* [GOAL]: Extract each line from the items below that contains the string "backdrop". The match is case-sensitive.

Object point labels
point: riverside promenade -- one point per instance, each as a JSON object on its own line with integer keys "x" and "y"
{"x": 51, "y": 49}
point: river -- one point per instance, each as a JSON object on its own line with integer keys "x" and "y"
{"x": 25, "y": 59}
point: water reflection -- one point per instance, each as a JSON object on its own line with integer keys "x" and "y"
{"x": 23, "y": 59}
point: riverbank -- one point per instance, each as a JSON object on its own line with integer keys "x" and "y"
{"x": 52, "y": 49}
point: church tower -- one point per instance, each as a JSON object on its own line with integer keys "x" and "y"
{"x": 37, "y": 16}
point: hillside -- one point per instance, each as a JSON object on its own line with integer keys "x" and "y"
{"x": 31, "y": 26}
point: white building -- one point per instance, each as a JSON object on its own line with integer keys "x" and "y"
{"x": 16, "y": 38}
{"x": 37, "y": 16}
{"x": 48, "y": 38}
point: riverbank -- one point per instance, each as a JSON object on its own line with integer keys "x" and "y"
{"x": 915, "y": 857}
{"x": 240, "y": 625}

--

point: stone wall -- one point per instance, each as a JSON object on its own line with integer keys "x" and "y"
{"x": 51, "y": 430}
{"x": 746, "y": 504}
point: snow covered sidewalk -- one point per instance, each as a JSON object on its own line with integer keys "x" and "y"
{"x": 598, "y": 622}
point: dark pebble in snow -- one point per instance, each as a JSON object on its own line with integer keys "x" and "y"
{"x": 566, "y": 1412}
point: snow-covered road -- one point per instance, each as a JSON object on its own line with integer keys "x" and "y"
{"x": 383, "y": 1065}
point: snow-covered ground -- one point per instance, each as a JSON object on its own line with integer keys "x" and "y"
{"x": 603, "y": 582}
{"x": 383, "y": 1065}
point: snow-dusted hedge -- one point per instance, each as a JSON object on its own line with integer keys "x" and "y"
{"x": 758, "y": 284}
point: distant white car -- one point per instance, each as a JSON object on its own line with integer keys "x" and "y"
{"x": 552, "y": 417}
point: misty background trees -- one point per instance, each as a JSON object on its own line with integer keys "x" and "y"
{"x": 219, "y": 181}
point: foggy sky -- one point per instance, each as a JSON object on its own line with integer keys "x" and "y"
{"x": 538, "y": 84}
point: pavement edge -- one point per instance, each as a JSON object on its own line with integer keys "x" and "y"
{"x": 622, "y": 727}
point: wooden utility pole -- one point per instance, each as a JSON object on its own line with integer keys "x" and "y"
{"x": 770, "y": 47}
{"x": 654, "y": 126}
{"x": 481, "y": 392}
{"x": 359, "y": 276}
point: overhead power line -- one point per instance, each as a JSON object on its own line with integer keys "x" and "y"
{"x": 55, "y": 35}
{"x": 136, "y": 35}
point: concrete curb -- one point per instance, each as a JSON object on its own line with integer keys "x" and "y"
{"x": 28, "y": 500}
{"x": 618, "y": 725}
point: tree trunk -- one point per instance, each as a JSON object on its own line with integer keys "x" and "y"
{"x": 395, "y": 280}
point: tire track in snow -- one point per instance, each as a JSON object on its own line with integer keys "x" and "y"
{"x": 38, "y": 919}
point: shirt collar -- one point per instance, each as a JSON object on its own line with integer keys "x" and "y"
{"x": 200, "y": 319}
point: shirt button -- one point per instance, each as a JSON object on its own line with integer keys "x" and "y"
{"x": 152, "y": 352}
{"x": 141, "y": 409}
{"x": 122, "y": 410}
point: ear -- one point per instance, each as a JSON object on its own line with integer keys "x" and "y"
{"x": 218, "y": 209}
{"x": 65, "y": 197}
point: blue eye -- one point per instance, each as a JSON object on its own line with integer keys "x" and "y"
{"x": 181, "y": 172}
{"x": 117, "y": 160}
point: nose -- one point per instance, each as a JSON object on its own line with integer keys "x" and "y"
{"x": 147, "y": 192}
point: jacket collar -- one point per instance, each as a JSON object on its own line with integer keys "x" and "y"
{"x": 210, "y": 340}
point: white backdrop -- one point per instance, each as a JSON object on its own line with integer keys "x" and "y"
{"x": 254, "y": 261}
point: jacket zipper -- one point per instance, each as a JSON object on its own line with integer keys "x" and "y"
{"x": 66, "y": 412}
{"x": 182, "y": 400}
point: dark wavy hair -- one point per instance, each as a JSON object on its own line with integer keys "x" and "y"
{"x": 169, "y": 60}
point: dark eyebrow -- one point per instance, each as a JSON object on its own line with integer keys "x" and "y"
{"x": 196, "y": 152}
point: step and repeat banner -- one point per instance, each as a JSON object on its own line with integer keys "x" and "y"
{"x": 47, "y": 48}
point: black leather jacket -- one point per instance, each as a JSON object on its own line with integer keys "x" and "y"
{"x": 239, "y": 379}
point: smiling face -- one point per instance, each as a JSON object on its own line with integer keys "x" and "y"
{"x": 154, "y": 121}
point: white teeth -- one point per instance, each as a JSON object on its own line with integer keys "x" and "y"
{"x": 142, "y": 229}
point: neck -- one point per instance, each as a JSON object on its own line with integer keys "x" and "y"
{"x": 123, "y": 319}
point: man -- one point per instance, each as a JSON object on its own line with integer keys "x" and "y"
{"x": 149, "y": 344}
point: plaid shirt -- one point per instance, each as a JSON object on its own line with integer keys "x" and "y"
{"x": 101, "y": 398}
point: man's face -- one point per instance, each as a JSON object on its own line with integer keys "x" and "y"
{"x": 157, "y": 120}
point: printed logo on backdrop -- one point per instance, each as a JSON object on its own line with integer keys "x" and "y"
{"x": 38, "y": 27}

* [RESULT OF THIS EXERCISE]:
point: white backdrop -- one point per instance, each as a JSON object on its own line with integer keys "x" and "y"
point: printed logo on backdrop -- one point per instance, each as a JSON object on its own line with integer keys "x" and "y"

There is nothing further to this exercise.